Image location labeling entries
· · ·
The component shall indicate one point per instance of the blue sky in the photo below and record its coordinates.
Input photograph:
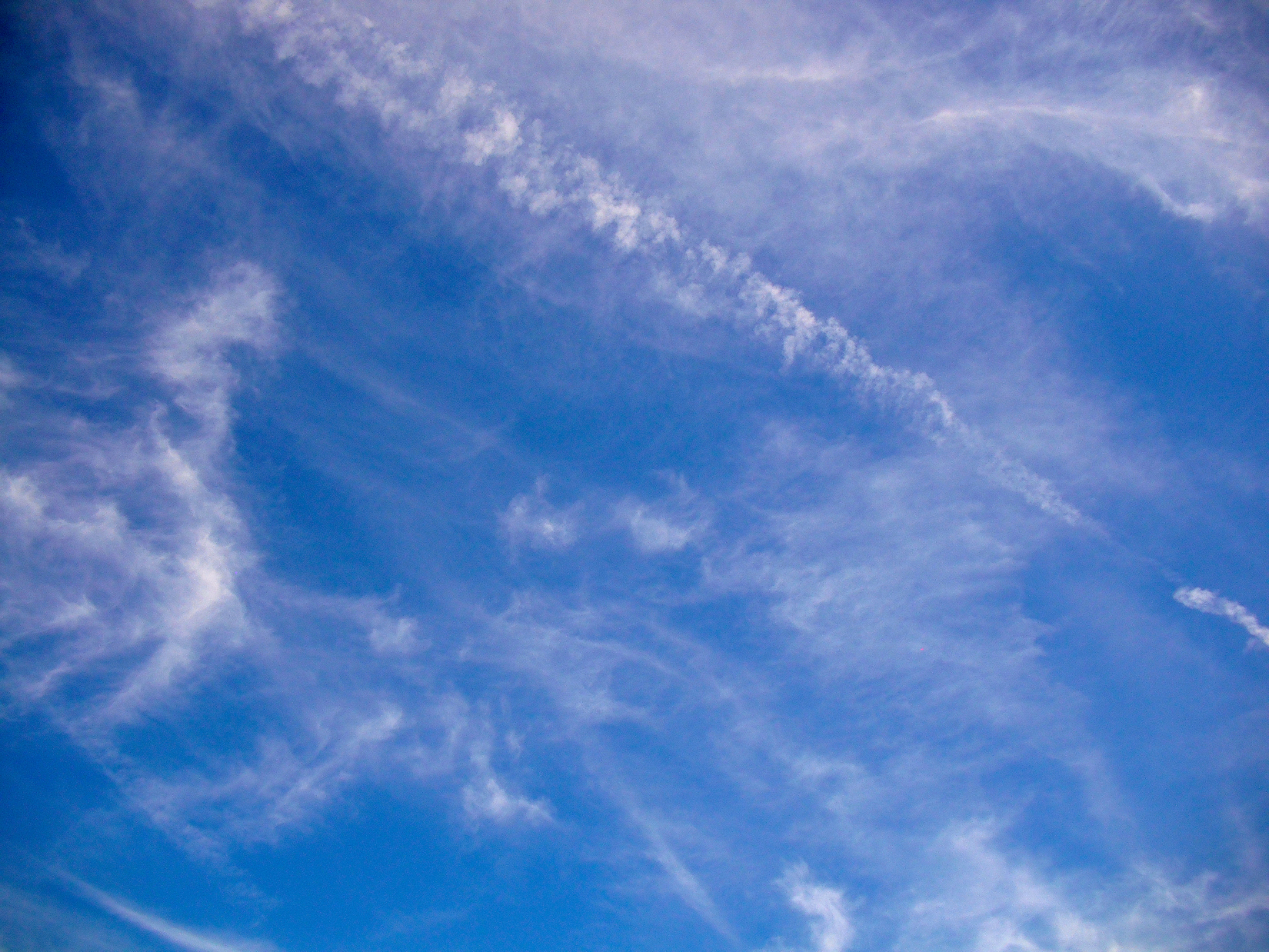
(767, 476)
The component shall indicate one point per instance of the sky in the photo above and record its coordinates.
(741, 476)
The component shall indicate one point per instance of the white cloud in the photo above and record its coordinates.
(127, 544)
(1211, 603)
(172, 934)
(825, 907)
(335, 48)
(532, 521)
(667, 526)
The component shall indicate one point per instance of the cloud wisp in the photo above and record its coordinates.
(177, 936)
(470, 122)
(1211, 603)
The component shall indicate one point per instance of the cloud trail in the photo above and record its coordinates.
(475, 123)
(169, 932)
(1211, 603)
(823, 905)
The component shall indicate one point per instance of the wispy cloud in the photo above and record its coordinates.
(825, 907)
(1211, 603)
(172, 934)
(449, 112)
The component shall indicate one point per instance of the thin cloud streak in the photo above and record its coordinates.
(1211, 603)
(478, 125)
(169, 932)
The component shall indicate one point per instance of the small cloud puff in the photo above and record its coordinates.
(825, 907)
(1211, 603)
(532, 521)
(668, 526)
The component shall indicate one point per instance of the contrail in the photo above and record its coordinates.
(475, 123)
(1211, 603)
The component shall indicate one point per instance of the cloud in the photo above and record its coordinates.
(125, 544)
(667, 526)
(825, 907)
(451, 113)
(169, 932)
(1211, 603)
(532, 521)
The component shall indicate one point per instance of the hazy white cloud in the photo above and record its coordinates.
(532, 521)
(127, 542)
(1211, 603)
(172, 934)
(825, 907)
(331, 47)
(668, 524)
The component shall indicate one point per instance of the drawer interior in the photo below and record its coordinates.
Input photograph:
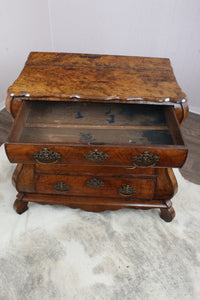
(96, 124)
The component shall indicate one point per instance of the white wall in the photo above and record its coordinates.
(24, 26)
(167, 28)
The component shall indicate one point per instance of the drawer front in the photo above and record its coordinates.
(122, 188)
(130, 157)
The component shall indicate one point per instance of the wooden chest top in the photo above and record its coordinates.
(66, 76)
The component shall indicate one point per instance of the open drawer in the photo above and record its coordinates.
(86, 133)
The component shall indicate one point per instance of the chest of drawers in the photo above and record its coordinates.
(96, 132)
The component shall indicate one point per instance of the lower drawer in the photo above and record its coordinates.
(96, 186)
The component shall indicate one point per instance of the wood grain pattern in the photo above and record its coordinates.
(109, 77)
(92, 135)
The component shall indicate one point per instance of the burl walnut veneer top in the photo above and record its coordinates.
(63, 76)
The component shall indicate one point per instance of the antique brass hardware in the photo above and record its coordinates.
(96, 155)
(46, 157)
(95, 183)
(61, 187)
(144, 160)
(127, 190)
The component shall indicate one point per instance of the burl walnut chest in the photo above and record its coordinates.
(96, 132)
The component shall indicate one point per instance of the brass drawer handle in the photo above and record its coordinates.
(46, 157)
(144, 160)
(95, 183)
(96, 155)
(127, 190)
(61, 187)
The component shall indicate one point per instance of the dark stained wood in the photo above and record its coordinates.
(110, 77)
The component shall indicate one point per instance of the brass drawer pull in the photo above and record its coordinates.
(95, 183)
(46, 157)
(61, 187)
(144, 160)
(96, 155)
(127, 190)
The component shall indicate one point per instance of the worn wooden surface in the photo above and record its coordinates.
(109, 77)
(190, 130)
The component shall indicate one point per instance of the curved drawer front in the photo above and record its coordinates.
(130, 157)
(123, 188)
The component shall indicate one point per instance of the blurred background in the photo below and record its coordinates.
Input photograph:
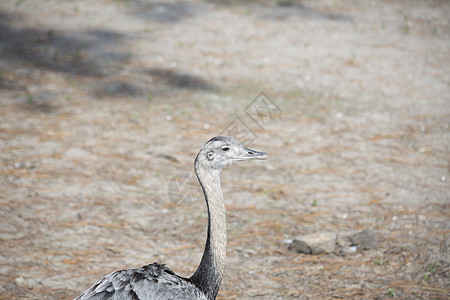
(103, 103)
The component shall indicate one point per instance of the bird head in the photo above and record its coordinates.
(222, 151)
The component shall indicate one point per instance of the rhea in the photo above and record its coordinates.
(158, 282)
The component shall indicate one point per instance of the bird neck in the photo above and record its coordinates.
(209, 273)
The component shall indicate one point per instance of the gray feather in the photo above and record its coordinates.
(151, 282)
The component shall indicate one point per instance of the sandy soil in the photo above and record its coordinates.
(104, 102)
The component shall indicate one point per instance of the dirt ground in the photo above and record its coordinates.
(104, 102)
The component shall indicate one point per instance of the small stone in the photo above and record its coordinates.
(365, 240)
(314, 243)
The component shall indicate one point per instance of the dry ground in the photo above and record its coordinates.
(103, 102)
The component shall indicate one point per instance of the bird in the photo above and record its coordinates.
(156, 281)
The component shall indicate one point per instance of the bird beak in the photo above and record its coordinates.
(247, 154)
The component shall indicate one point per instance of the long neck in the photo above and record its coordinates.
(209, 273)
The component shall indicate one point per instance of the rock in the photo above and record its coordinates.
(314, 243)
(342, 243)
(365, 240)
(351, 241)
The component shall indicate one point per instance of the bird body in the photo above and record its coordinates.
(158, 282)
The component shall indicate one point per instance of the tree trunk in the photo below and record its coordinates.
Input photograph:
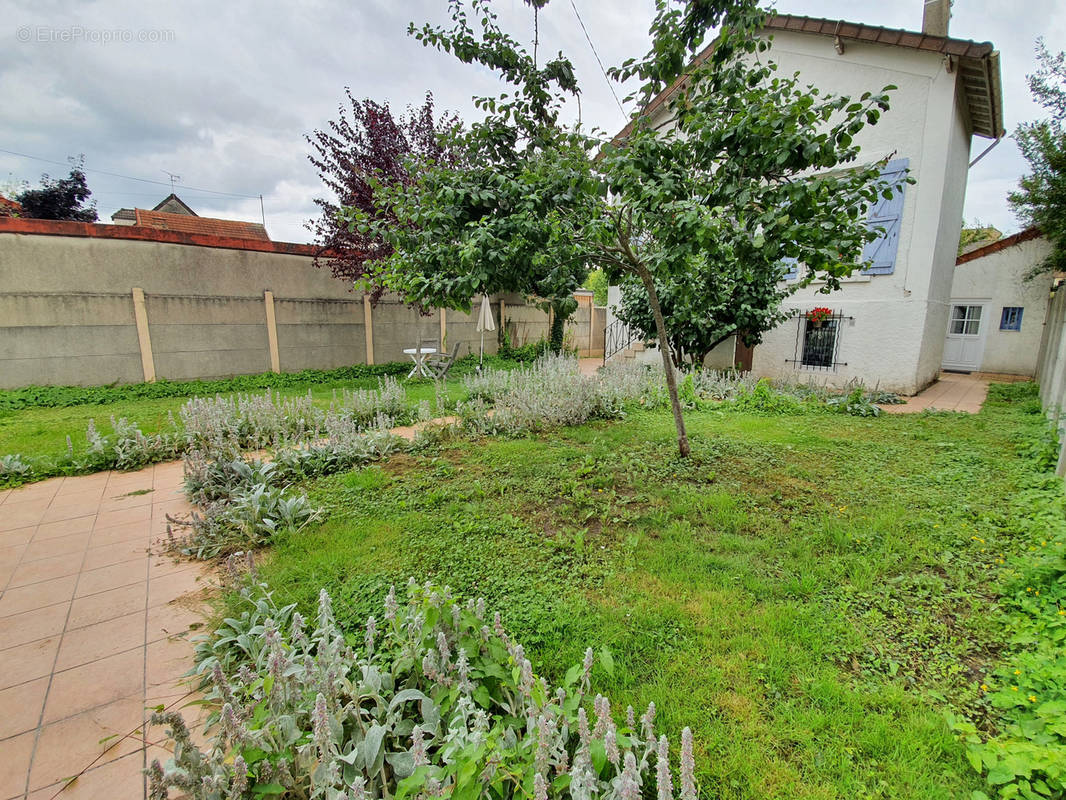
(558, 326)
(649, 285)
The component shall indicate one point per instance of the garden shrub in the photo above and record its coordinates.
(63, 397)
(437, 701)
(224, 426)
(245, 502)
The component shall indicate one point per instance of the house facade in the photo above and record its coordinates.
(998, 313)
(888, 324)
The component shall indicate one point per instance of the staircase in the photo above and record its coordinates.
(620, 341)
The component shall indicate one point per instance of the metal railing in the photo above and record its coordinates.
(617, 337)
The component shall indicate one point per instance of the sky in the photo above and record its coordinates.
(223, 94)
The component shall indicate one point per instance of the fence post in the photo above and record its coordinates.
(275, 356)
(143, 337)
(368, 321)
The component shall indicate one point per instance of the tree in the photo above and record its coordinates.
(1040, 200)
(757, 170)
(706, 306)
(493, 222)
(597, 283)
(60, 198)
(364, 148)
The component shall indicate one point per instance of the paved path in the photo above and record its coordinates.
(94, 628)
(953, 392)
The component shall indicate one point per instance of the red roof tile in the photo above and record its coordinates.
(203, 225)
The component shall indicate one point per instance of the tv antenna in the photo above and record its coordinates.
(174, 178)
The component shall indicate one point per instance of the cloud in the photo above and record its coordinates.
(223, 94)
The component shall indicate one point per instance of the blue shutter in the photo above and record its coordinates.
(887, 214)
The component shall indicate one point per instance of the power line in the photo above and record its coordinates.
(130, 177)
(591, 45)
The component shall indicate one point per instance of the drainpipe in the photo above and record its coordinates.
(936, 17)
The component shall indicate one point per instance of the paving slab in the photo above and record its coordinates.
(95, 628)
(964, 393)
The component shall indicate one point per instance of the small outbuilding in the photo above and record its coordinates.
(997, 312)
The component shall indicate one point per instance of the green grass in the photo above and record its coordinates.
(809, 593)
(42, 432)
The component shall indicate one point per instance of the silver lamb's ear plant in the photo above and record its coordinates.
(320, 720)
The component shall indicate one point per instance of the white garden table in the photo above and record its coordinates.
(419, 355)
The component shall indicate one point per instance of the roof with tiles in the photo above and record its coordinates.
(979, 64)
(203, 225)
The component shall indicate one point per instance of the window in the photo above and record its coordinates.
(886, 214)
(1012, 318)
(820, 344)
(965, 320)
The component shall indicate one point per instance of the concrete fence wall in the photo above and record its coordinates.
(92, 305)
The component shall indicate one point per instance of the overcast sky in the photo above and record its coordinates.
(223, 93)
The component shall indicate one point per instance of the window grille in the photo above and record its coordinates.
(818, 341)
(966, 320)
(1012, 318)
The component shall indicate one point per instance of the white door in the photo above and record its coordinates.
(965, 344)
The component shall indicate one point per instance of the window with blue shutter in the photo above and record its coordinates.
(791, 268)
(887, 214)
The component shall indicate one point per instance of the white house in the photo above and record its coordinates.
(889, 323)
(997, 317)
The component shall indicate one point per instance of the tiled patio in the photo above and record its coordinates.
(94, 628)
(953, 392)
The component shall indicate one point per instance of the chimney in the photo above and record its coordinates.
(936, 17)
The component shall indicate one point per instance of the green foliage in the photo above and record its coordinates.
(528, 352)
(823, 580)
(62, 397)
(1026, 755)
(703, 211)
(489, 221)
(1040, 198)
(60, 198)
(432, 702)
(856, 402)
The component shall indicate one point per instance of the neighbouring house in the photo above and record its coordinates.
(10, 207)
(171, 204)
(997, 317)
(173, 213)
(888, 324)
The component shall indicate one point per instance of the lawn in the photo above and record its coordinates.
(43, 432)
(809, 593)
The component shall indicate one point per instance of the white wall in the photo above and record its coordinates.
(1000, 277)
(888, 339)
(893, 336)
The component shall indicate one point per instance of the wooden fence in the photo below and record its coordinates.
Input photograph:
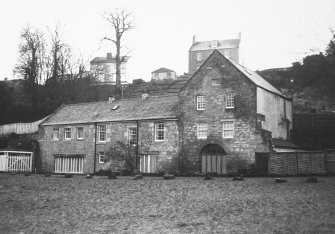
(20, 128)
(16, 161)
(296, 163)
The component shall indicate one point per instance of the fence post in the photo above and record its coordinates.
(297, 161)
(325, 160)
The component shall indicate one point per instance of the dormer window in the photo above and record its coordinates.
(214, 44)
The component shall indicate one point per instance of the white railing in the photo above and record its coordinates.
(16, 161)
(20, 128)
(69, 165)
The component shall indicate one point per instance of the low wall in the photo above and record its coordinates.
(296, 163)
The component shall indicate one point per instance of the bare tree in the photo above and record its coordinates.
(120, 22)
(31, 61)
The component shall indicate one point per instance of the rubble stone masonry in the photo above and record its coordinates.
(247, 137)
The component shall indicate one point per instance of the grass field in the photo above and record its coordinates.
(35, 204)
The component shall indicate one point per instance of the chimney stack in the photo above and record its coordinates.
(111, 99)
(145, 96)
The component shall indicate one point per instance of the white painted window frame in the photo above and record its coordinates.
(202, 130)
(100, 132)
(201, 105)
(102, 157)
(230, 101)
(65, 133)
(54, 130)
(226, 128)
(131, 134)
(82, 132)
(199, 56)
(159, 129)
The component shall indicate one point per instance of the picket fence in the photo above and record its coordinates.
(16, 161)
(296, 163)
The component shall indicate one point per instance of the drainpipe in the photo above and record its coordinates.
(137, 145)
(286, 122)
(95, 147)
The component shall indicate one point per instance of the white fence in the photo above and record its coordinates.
· · ·
Your task ▸
Find the line that contains "The component shall indicate one point per instance of the bare" in the listing above. Retype it and every line after it up to the last, exactly, and nothing else.

Full response ▸
The component shall indicate one point per instance of the bare tree in the photo above and record its coordinates.
(120, 22)
(31, 61)
The component shall indicate one point per instance of the rubble stone masonry in the photo above and record its coordinates.
(247, 137)
The component shall indicate one point per instance of the grass field in the photo above and record its coordinates.
(35, 204)
The component shall indicate one point per instance of the chimney stack in the photo above and record its coordinates.
(111, 99)
(145, 96)
The component shall indicate one point per instance of the white painted window frame in the photo above and record its coordinates.
(202, 130)
(100, 132)
(201, 105)
(102, 157)
(230, 101)
(65, 133)
(54, 130)
(226, 128)
(131, 134)
(82, 132)
(199, 56)
(159, 129)
The component shall indicate one point per instance of the picket fence in the photo above and record its coordinates.
(16, 161)
(296, 163)
The component shall indicate one point per instance of the drainpipe in the photo above and record its coordinates.
(137, 145)
(286, 122)
(95, 147)
The component shall indicate one point per instance of the white fence in the photo above and record its coordinates.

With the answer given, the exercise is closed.